• **Assignment**
Reproduce, character for character, the passage of the employment agreement text between "In the event" and "from the Employee.", inclusive.

• **Extracted text**
= = = = = = =

In the event of a breach, or threatened breach, of the provisions of this paragraph by the Employee, the Employer shall be entitled to an injunction restraining the Employee from disclosing, in whole or in part, the list of the Employer's customers, and any or all of the clients' names and/or either of them, or from rendering any services to any such person, client, firm, , association, or other entity to whom such information, in whole or in part, has been disclosed or threatened to be disclosed. Nothing herein contained shall be construed as prohibiting the Employer from pursuing any other remedies available to the Employer for such breach or threatened breach, including the recovery of damages from the Employee.
7. Expenses. The Employee is authorized to incur reasonable expenses for promoting the business of the Employer including expenses for entertainment, travel, and similar items. The Employer will reimburse the Employee for all such expenses upon the presentation by the Employee, from time to time, of an itemized account of such expenditures.

= = = = = = =

• **Supplied data**
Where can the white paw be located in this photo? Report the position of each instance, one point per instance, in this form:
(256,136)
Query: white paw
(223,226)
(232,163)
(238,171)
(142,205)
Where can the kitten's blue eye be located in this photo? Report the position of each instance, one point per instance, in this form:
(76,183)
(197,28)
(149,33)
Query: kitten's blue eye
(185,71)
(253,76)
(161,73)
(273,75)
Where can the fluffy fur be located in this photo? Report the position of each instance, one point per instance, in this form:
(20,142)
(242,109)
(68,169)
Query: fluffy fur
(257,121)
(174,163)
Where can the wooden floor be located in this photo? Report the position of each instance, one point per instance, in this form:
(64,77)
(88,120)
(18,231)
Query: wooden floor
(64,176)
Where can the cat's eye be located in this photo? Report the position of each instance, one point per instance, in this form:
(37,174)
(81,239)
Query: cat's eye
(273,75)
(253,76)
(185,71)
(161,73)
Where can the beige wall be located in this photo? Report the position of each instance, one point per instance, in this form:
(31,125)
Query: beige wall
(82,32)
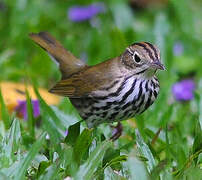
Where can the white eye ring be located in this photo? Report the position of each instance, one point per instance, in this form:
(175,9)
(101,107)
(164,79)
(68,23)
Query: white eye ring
(136,57)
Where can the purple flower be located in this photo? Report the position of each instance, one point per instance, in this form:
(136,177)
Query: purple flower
(83,13)
(178,49)
(22,108)
(184,90)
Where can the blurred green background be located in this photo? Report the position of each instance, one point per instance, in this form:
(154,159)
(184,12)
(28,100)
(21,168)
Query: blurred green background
(175,26)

= = = = = = =

• **The completed task**
In the event of a breach, or threatened breach, of the provisions of this paragraph by the Employee, the Employer shall be entitled to an injunction restraining the Employee from disclosing, in whole or in part, the list of the Employer's customers, and any or all of the clients' names and/or either of them, or from rendering any services to any such person, client, firm, , association, or other entity to whom such information, in whole or in part, has been disclosed or threatened to be disclosed. Nothing herein contained shall be construed as prohibiting the Employer from pursuing any other remedies available to the Employer for such breach or threatened breach, including the recovery of damages from the Employee.